* Brief 1
Lay out every line of the records that follow the forum excerpt as a JSON list of strings, one string per line, with blank lines omitted. Leave the pictures out of the answer.

* Text segment
········

I find the %obscnt () macro function much simpler, much faster, and much
more handy. FYI, you can put it in a TITLE/FOOTNOTE statement too, if you
Y'see, you put the macro in your macro library, you make some documentaion,
share it with people at your site, and then everyone has a new tool.
>I would include the obligatory Jack Hamilton warning that the datasets
>involved must be native SAS, nontape datasets without any removed
>observations or failure is to be expected. To the extent the
>McDonald's code is more general, it is more obligatory to include such
>restrictions with the macro.
Yep, %obscnt will not work with a tape data set. But I don't think the
other method would work, either...
>I have to ask, why is it more acceptable to open three SAS datasets in
>a DATA step than to read their dictionaries with multiple SET
>statements? Is it that one can permit things in macro that should not
>be done with code? Or is it that using more primitive tools, such as
>OPEN, makes it more permissible? Or is opening a SAS dataset just
>seen as so different from reading it that one is permissible while the
>other is not?

········

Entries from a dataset
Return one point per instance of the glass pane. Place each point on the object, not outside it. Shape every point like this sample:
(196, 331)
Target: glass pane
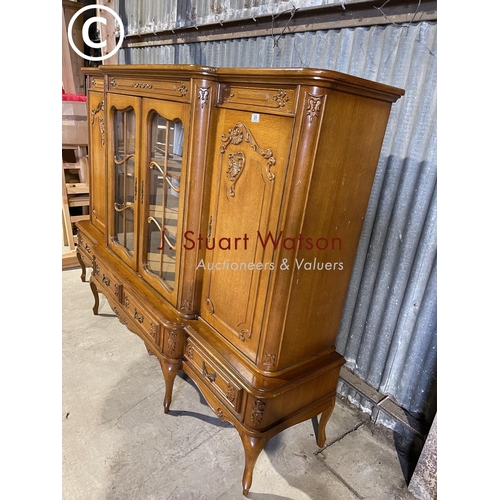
(124, 178)
(167, 139)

········

* Brief 2
Proceed with the forum discussion of the %obscnt macro, starting after its last line.

* Final result 1
[
  "Return one point per instance of the glass pane. Place each point on the object, not outside it. Shape every point like this sample:",
  "(196, 331)",
  "Target: glass pane",
  "(124, 178)",
  "(167, 139)"
]

* Final result 2
1--you can use a utility macro that you have fully tested and shared with
everyone, complete with documentation.
2--the name "%obscnt" sounds like "Observation Count" and should imply what
it does, giving at least an intutive hint if not a full answer just by
looking at it
3--the macro is more versatile and can run in open code, in a PROC or a
DATA step, where the multiple SET statement can only run in a data step.
4--It's faster and uses less resources
>In reconsidering the whole problem, I suggest the following
>possibility. The original question by David Wright
>[David_wright@SPRA.COM] gave a very simple DATA step:
>> data all;
>> set junk3;
>> set junk;
>Both SET statements are in the *open* DATA step in the sense that they
>are not part of a conditional statement or an explicit loop. Perhaps
>Paul McDonald meant his statements to be restricted in this manner and
>felt no need to say so. If so, I would agree that one is unlikely to
>find practical problems with such a restricted form of multiple SET
>statements, however, such steps still might be important in developing
>the programmer's intuition as to how the SAS DATA step works.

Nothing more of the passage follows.